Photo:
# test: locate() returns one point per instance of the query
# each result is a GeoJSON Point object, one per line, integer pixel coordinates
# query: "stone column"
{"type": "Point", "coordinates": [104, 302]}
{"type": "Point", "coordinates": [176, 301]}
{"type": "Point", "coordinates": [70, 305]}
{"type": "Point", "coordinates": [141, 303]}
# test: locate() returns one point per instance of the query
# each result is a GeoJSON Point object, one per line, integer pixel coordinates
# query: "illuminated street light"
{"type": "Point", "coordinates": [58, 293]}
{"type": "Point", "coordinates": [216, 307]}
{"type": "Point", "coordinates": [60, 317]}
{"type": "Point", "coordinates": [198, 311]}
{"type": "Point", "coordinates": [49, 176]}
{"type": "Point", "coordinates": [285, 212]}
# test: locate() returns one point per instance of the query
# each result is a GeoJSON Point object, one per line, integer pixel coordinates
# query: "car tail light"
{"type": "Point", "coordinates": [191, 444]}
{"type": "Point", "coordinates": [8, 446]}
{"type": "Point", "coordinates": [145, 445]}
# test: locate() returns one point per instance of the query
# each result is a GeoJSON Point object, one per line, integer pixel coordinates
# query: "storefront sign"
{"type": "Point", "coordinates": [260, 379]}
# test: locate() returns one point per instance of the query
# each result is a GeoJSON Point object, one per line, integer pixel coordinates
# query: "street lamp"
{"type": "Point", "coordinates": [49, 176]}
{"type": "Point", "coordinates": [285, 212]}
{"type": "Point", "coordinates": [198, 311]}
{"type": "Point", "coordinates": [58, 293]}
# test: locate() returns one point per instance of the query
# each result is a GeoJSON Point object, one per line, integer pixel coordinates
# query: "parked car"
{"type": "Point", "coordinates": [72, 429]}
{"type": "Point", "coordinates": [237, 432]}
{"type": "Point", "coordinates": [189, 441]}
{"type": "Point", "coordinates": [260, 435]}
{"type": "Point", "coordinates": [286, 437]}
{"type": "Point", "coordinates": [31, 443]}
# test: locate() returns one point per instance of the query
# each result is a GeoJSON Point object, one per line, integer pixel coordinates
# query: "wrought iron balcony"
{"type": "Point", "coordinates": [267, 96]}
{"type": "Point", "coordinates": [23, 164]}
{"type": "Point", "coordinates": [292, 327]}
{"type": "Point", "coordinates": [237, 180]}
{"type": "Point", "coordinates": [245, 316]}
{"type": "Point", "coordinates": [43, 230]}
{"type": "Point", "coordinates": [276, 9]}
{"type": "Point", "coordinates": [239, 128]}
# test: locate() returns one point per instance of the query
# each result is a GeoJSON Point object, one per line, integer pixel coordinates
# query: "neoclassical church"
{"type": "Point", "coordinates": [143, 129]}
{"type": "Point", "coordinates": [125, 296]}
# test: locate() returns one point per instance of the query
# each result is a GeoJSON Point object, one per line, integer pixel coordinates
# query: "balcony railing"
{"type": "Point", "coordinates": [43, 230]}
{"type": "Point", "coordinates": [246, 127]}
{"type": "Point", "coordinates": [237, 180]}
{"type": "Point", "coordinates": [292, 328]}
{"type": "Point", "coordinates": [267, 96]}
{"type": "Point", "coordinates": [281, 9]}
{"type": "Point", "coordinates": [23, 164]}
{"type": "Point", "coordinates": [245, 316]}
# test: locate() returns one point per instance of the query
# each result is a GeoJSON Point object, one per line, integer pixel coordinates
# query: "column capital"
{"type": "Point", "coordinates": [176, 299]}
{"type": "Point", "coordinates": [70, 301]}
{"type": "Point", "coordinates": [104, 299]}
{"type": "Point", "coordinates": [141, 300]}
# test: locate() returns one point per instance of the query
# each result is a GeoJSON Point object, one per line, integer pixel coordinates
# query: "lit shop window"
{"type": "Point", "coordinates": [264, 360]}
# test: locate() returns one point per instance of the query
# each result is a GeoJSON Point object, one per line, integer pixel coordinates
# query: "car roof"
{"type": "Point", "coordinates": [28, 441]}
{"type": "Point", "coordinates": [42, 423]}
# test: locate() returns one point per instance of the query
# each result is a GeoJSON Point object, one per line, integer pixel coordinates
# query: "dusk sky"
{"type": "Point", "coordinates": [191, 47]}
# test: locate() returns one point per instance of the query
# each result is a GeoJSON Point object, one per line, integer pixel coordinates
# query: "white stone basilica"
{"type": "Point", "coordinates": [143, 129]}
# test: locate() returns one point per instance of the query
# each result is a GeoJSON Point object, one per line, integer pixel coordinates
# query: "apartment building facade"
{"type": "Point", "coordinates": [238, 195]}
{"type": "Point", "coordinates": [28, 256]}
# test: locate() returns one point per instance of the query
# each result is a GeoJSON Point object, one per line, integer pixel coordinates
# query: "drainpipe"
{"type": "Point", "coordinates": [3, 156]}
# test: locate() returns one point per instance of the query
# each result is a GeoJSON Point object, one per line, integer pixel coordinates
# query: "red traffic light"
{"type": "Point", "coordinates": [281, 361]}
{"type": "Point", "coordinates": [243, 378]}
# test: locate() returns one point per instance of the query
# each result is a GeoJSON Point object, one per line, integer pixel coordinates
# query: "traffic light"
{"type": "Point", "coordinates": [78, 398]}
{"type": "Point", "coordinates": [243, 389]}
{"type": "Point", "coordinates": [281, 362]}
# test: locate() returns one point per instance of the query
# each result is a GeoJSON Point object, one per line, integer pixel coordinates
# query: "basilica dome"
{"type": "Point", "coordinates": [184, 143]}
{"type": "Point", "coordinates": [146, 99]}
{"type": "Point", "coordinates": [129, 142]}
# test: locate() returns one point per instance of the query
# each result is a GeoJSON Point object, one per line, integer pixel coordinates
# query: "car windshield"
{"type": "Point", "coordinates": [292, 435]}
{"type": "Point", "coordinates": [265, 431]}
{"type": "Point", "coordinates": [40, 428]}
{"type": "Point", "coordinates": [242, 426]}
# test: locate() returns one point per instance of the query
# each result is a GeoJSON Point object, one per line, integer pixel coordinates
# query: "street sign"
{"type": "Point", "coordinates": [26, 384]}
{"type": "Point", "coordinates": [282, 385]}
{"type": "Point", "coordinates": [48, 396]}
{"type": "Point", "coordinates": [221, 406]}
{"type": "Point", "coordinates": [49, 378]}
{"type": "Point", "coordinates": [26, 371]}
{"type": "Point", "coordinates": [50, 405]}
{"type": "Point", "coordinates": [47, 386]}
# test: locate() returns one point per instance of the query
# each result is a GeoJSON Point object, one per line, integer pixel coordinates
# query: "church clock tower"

_ _ _ _ _ _ _

PROBLEM REQUIREMENTS: Repeat the entire listing exactly.

EXERCISE OUTPUT:
Photo:
# test: locate() returns one point per instance of the query
# each result is a GeoJSON Point object, one per line, integer pixel coordinates
# query: "stone column"
{"type": "Point", "coordinates": [104, 302]}
{"type": "Point", "coordinates": [176, 301]}
{"type": "Point", "coordinates": [70, 305]}
{"type": "Point", "coordinates": [141, 303]}
# test: locate() returns one point per instance of the query
# each result is a GeoJSON Point object, one per line, integer pixel coordinates
# query: "illuminated street light"
{"type": "Point", "coordinates": [58, 293]}
{"type": "Point", "coordinates": [216, 307]}
{"type": "Point", "coordinates": [60, 317]}
{"type": "Point", "coordinates": [198, 311]}
{"type": "Point", "coordinates": [49, 176]}
{"type": "Point", "coordinates": [285, 212]}
# test: locate() returns one point per instance of the query
# each result is a GeoJSON Point object, one per line, integer pixel coordinates
# query: "car tail light"
{"type": "Point", "coordinates": [191, 444]}
{"type": "Point", "coordinates": [8, 446]}
{"type": "Point", "coordinates": [145, 445]}
# test: locate() returns one point per instance of the query
# each result is a GeoJSON Point object, one per line, integer pixel coordinates
# query: "storefront sign"
{"type": "Point", "coordinates": [260, 379]}
# test: locate() returns one point per instance of the query
# each result is a GeoJSON Point object, one per line, integer pixel coordinates
# query: "street lamp"
{"type": "Point", "coordinates": [49, 176]}
{"type": "Point", "coordinates": [285, 212]}
{"type": "Point", "coordinates": [198, 311]}
{"type": "Point", "coordinates": [58, 293]}
# test: locate() returns one point per instance of the query
# each result is a GeoJSON Point object, one per line, integer pixel coordinates
# query: "parked car"
{"type": "Point", "coordinates": [72, 429]}
{"type": "Point", "coordinates": [237, 432]}
{"type": "Point", "coordinates": [189, 441]}
{"type": "Point", "coordinates": [260, 435]}
{"type": "Point", "coordinates": [286, 437]}
{"type": "Point", "coordinates": [31, 443]}
# test: locate() returns one point per instance of the query
# each result is a GeoJSON Point object, one per line, integer pixel coordinates
# query: "wrought iron balcony"
{"type": "Point", "coordinates": [267, 96]}
{"type": "Point", "coordinates": [23, 164]}
{"type": "Point", "coordinates": [292, 327]}
{"type": "Point", "coordinates": [237, 180]}
{"type": "Point", "coordinates": [245, 316]}
{"type": "Point", "coordinates": [43, 230]}
{"type": "Point", "coordinates": [276, 9]}
{"type": "Point", "coordinates": [239, 128]}
# test: locate() returns one point per instance of the query
# each result is a GeoJSON Point object, one per line, integer pixel coordinates
# query: "neoclassical church"
{"type": "Point", "coordinates": [143, 129]}
{"type": "Point", "coordinates": [125, 296]}
# test: locate() returns one point per instance of the query
# each result is a GeoJSON Point object, one per line, integer pixel coordinates
# query: "balcony railing"
{"type": "Point", "coordinates": [43, 230]}
{"type": "Point", "coordinates": [246, 127]}
{"type": "Point", "coordinates": [237, 180]}
{"type": "Point", "coordinates": [292, 328]}
{"type": "Point", "coordinates": [267, 96]}
{"type": "Point", "coordinates": [281, 9]}
{"type": "Point", "coordinates": [23, 164]}
{"type": "Point", "coordinates": [245, 316]}
# test: locate() returns one point per instance of the query
# each result is a GeoJSON Point object, one per line, integer pixel coordinates
# query: "column capital"
{"type": "Point", "coordinates": [176, 299]}
{"type": "Point", "coordinates": [70, 301]}
{"type": "Point", "coordinates": [104, 299]}
{"type": "Point", "coordinates": [141, 300]}
# test: locate() returns one point per instance of the query
# each result is a GeoJSON Point object, one per line, integer pixel coordinates
# query: "lit shop window"
{"type": "Point", "coordinates": [264, 360]}
# test: locate() returns one point per instance of the query
# each result is a GeoJSON Point object, one per line, integer pixel coordinates
# query: "car roof"
{"type": "Point", "coordinates": [28, 441]}
{"type": "Point", "coordinates": [42, 423]}
# test: locate() returns one point per instance of the query
# each result is a GeoJSON Point object, one per line, integer pixel coordinates
# query: "dusk sky"
{"type": "Point", "coordinates": [191, 47]}
# test: locate() returns one point per instance of the query
# each result is a GeoJSON Point object, one per line, integer pixel coordinates
# query: "white stone basilica"
{"type": "Point", "coordinates": [143, 129]}
# test: locate() returns one point per instance of the query
# each result is a GeoJSON Point object, one per line, integer pixel coordinates
# query: "apartment building facade"
{"type": "Point", "coordinates": [238, 195]}
{"type": "Point", "coordinates": [28, 256]}
# test: locate() returns one point per instance of the query
# each result is a GeoJSON Point object, one per line, integer pixel coordinates
# query: "drainpipe"
{"type": "Point", "coordinates": [3, 156]}
# test: locate() returns one point per instance of the query
# each result is a GeoJSON Point object, one per line, integer pixel coordinates
# query: "red traffic light"
{"type": "Point", "coordinates": [281, 361]}
{"type": "Point", "coordinates": [243, 378]}
# test: locate() returns one point per instance of the query
# each result is a GeoJSON Point object, one per line, integer pixel coordinates
# query: "traffic light"
{"type": "Point", "coordinates": [78, 398]}
{"type": "Point", "coordinates": [243, 389]}
{"type": "Point", "coordinates": [281, 362]}
# test: locate() returns one point per instance of the query
# each result is a GeoJSON Point object, one per line, integer pixel coordinates
# query: "basilica dome"
{"type": "Point", "coordinates": [184, 143]}
{"type": "Point", "coordinates": [146, 99]}
{"type": "Point", "coordinates": [129, 142]}
# test: locate() returns one point per instance of the query
# each result is a GeoJSON Point object, one per line, integer pixel coordinates
# query: "car windshield"
{"type": "Point", "coordinates": [292, 435]}
{"type": "Point", "coordinates": [265, 431]}
{"type": "Point", "coordinates": [40, 428]}
{"type": "Point", "coordinates": [242, 426]}
# test: locate() returns one point per instance of the query
# each result is a GeoJSON Point object, one per line, integer pixel coordinates
# query: "street sign"
{"type": "Point", "coordinates": [26, 384]}
{"type": "Point", "coordinates": [282, 385]}
{"type": "Point", "coordinates": [48, 396]}
{"type": "Point", "coordinates": [221, 406]}
{"type": "Point", "coordinates": [49, 378]}
{"type": "Point", "coordinates": [26, 371]}
{"type": "Point", "coordinates": [50, 405]}
{"type": "Point", "coordinates": [47, 386]}
# test: locate() returns one point per instance of the query
# each result is a GeoJSON Point object, one per line, integer pixel coordinates
# query: "church clock tower"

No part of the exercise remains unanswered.